> _DOCUMENT_
· · · · · · ·

I just don't get why you guys never seem to distinguish between independent of the senses and independent of consciousness. Those two are two completely different things. Something can be a fact of reality independent of consciousness but not independent of the senses. And that is exactly what percepts are. They are part of objective reality external to our consciousness. To what extend they give us a right to make claims about the objective reality external to our senses is an entirely different question of its own.

 

This what I understand you to be asking in general while "struggling to make clear throughout the entire thread" that you do not "believe in the primacy of consciousness, but of existence." You are accepting the ontological objectivity of the object-sense-interaction but want to know why that makes our knowledge of the object epistemically objective.

 

That is, "things are what they are apart from consciousness, including the senses, but how does that guarantee that our knowledge of "what is" corresponds to "things in them selves" "apart from" our objective sensation of them".

 

But, first....

 

We need to address the notion that the initial question and context is synonymous with subsequent formulations, because it is a dangerous one for ones integration. My initial statement that Discovery continues to import from the initial context is not isomorphic to subsequent formulations.

 

In the OP Discovery asked:

,

[....]Entities are a product of object-sense-interaction. They exist only while we are perceiving them. They cease to exist when we fall asleep. Objects do not.[...]

How do we know that "The form or perception does not contribute anything that the entity-object does not possess in regard to the metaphysically singular status of bounded particulars."?
 

 

 

and since then, following Louie, reformulated to:

 



 

"There is an Object in reality that exists independent of my perceiving it. When it acts on my senses, I perceive it in the form of a particular percept."

· · · · · · ·

> _EXCERPTED RECORDS_
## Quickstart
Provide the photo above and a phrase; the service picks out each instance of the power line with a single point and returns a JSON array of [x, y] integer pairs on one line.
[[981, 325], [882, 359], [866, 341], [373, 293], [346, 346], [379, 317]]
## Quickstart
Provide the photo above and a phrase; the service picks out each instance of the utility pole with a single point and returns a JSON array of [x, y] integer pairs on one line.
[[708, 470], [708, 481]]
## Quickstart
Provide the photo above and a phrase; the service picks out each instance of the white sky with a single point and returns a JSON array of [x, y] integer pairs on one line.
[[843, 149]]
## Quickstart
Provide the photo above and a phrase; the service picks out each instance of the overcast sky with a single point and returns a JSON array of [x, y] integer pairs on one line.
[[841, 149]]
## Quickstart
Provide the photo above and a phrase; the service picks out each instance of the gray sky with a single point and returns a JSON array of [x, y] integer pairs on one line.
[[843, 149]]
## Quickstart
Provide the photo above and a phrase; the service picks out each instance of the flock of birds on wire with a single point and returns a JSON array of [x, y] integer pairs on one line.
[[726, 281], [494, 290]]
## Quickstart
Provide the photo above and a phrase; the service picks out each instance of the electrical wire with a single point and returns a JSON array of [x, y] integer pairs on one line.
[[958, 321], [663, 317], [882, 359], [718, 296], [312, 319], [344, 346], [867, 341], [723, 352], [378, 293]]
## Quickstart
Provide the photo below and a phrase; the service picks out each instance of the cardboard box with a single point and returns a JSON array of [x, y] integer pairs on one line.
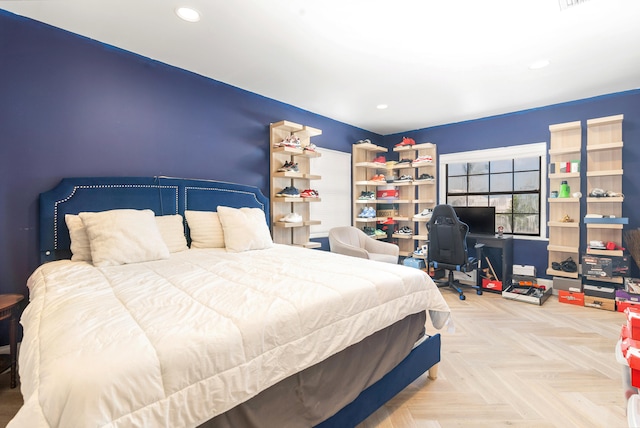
[[596, 290], [599, 303], [623, 306], [492, 284], [534, 295], [567, 284], [605, 266], [571, 297]]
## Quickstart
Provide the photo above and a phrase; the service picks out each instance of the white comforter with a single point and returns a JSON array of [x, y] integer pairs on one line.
[[176, 342]]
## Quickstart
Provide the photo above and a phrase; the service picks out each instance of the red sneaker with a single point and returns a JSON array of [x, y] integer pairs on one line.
[[406, 142]]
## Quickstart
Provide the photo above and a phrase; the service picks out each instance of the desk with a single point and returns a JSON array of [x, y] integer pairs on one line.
[[9, 305], [504, 269]]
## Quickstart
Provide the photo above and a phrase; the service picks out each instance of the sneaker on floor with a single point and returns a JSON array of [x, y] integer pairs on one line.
[[292, 218]]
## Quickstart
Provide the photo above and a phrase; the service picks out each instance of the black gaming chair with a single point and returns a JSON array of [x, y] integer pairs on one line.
[[448, 246]]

· · · · · · ·

> _WRITTEN EXERCISE 1_
Do these statements agree with the post? Answer yes or no for each and quote the words of the post that decide it.
(a) The writer treats being independent of consciousness and being independent of the senses as the same thing.
(b) In the passage quoted from the opening post, entities cease to exist when we fall asleep.
(c) The reformulated statement says the Object exists only while it is being perceived.
> _WRITTEN EXERCISE 2_
Reproduce everything in the post from "This what I" down to "object epistemically objective.".

> _CORRECT RESULT 1_
(a) No: "Those two are two completely different things."
(b) Yes: "They cease to exist when we fall asleep."
(c) No: "There is an Object in reality that exists independent of my perceiving it."

> _CORRECT RESULT 2_
This what I understand you to be asking in general while "struggling to make clear throughout the entire thread" that you do not "believe in the primacy of consciousness, but of existence." You are accepting the ontological objectivity of the object-sense-interaction but want to know why that makes our knowledge of the object epistemically objective.